(Excerpt provided)

REIT IR: This Investor Pool Isn’t Big Enough for the Two of Us

By Andrew Blazier, Senior Associate

REIT IRA good friend and colleague of mine used to describe the universe of real estate investment trusts – REITs – as an “us girls” industry. It was difficult to break in, but once you did, the REIT community was so small, and so interconnected, that working within the industry could be done rather smoothly.

The publicly traded REIT community is indeed tightly knit. And the number of institutions investing in REITs isn’t much larger. When management teams go on roadshows or attend conferences, it’s not uncommon for them to meet the same individuals from the same funds four, five or six times in a year. I compare it to one of those small towns you see in Western films, with the two main characters squaring off to see who will ultimately control the town: “This investor pool isn’t big enough for the two of us.”

Personally, I’ve heard this complaint several times. Management looks at the one-on-one schedule for its upcoming conference appearance and says, “We’ve met them before.” Or worse: “We met them last week.”

(End Excerpt provided)

Work instructions
A: List every phrase or sentence that the REIT investor relations article puts in quotation marks.
B: In the REIT investor relations article, what does the writer compare the REIT investor community to?
The material that comes next is separate from the REIT investor relations article.

(Extracted material)

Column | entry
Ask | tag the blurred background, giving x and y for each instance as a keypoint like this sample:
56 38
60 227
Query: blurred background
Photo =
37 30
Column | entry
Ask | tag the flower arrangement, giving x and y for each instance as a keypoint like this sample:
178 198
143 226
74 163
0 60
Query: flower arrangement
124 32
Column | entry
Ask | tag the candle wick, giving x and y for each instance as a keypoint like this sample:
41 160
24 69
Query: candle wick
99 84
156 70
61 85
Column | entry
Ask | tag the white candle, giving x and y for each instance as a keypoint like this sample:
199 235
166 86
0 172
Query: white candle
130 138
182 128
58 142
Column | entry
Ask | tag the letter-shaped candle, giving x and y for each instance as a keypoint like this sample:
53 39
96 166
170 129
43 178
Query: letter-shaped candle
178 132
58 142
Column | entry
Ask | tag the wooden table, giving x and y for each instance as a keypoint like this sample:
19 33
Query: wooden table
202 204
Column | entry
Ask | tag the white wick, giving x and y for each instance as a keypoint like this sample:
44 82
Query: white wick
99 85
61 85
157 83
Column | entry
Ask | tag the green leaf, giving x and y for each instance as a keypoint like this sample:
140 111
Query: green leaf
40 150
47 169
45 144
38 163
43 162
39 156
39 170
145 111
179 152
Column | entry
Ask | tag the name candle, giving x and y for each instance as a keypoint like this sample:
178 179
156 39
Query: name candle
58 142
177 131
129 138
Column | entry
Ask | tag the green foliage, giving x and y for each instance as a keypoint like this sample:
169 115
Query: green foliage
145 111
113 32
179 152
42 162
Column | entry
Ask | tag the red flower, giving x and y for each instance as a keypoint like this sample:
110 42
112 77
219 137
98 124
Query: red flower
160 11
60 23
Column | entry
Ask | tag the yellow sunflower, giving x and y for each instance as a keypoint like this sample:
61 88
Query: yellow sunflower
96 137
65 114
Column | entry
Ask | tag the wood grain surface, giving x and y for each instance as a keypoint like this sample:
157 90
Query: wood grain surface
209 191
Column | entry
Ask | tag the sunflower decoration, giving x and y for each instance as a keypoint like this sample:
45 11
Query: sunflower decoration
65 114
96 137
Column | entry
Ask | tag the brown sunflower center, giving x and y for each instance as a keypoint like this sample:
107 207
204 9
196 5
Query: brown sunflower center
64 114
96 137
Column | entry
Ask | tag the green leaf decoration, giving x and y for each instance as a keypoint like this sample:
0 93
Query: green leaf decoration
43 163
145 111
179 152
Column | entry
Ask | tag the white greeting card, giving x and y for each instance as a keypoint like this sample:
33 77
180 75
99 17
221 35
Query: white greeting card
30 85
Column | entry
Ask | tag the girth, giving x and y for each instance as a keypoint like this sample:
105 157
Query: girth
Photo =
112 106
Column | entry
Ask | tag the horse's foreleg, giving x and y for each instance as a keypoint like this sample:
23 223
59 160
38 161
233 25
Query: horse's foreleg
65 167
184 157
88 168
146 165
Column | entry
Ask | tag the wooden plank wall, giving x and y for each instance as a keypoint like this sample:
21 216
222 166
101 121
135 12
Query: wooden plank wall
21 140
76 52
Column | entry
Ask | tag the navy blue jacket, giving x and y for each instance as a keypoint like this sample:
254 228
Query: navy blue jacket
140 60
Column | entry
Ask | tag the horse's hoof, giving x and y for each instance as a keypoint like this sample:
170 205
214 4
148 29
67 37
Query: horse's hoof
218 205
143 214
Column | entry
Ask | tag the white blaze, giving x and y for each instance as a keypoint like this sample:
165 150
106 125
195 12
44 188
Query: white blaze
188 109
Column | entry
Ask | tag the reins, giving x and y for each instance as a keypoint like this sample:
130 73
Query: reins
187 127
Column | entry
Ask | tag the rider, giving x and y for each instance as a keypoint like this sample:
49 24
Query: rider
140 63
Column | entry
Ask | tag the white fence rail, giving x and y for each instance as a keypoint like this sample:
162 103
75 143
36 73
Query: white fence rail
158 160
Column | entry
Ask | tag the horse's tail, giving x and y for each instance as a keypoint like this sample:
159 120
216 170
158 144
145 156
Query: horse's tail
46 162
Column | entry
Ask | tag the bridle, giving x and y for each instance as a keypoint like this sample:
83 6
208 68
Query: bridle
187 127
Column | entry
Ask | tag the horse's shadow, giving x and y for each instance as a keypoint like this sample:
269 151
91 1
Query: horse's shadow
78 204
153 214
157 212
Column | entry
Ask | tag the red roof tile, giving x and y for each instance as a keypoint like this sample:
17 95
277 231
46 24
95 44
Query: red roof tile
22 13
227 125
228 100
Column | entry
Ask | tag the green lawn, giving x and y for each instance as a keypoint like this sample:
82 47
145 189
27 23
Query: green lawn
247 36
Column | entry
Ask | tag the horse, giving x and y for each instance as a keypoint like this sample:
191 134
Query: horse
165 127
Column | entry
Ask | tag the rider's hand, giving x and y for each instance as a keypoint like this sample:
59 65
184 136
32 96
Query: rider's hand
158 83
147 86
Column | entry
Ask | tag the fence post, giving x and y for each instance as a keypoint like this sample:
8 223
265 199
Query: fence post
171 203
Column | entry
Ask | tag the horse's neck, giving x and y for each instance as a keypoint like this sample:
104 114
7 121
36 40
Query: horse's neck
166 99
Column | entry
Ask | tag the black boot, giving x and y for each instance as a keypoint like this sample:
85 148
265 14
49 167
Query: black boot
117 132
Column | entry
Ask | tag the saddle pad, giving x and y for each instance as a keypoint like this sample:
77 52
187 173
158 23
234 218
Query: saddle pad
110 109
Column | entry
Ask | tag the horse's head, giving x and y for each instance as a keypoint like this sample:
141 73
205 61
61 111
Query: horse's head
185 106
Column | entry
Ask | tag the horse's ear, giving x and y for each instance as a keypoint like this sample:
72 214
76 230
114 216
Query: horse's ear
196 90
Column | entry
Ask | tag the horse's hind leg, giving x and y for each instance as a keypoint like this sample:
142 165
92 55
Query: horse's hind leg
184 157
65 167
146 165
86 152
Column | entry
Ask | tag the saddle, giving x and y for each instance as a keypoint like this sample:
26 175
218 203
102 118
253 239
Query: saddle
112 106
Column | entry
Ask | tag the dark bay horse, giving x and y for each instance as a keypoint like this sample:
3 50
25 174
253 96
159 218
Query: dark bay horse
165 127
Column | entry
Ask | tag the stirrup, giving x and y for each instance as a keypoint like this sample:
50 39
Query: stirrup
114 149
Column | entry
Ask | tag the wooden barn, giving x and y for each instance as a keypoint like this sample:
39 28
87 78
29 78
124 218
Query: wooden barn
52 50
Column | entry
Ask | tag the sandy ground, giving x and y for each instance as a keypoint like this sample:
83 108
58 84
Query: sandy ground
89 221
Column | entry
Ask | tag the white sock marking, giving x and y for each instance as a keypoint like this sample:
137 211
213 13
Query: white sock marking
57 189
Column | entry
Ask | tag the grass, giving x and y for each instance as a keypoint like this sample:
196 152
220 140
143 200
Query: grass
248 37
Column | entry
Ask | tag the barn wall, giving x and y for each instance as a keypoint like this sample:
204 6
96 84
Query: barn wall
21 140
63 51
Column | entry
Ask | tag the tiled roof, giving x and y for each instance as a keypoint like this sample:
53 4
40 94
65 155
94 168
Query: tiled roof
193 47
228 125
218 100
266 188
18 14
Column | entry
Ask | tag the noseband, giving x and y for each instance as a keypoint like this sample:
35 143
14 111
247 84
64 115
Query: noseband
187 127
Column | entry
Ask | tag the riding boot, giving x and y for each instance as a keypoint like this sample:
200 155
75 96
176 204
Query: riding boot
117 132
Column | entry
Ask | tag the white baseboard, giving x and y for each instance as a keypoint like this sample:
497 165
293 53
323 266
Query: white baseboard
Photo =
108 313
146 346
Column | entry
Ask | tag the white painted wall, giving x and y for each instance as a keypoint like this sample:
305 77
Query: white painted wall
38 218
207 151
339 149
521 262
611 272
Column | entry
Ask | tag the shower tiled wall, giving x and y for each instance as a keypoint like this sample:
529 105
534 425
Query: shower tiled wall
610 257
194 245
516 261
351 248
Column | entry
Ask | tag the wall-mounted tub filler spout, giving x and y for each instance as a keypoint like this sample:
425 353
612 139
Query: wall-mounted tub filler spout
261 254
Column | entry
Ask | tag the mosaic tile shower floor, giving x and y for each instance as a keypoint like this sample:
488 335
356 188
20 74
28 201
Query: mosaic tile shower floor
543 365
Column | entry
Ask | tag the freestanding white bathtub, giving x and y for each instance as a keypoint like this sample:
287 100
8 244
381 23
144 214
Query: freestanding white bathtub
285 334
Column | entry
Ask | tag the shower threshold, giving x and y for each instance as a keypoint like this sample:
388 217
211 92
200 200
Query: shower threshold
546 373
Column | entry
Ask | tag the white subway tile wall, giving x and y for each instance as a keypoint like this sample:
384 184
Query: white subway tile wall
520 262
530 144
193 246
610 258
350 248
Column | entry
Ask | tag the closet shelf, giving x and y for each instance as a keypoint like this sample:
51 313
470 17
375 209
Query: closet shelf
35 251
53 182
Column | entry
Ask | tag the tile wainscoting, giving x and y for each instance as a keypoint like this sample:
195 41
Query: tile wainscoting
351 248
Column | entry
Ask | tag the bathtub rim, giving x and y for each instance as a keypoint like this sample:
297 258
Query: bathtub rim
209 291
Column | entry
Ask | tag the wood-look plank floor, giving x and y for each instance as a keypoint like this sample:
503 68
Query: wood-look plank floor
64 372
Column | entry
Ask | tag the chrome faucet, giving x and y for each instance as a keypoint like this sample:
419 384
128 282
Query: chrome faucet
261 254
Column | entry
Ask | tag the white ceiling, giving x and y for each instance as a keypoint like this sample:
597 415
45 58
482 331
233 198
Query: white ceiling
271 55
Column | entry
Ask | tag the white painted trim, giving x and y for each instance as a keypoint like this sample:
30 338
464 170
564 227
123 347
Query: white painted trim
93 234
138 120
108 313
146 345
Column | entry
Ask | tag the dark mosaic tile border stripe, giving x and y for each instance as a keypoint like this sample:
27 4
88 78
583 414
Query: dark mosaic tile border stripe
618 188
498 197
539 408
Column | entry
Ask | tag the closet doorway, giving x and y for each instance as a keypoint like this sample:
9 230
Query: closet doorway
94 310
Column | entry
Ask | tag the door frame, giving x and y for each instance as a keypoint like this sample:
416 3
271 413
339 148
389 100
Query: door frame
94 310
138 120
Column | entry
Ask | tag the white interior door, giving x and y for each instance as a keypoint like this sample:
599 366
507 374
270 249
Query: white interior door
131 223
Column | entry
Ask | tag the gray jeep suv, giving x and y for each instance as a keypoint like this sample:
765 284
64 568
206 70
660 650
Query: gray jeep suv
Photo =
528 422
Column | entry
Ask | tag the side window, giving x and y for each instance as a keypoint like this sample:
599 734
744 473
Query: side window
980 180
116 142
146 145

(End Extracted material)

Solved problems
A:
- “us girls”
- “This investor pool isn’t big enough for the two of us.”
- “We’ve met them before.”
- “We met them last week.”

B: One of the small towns seen in Western films.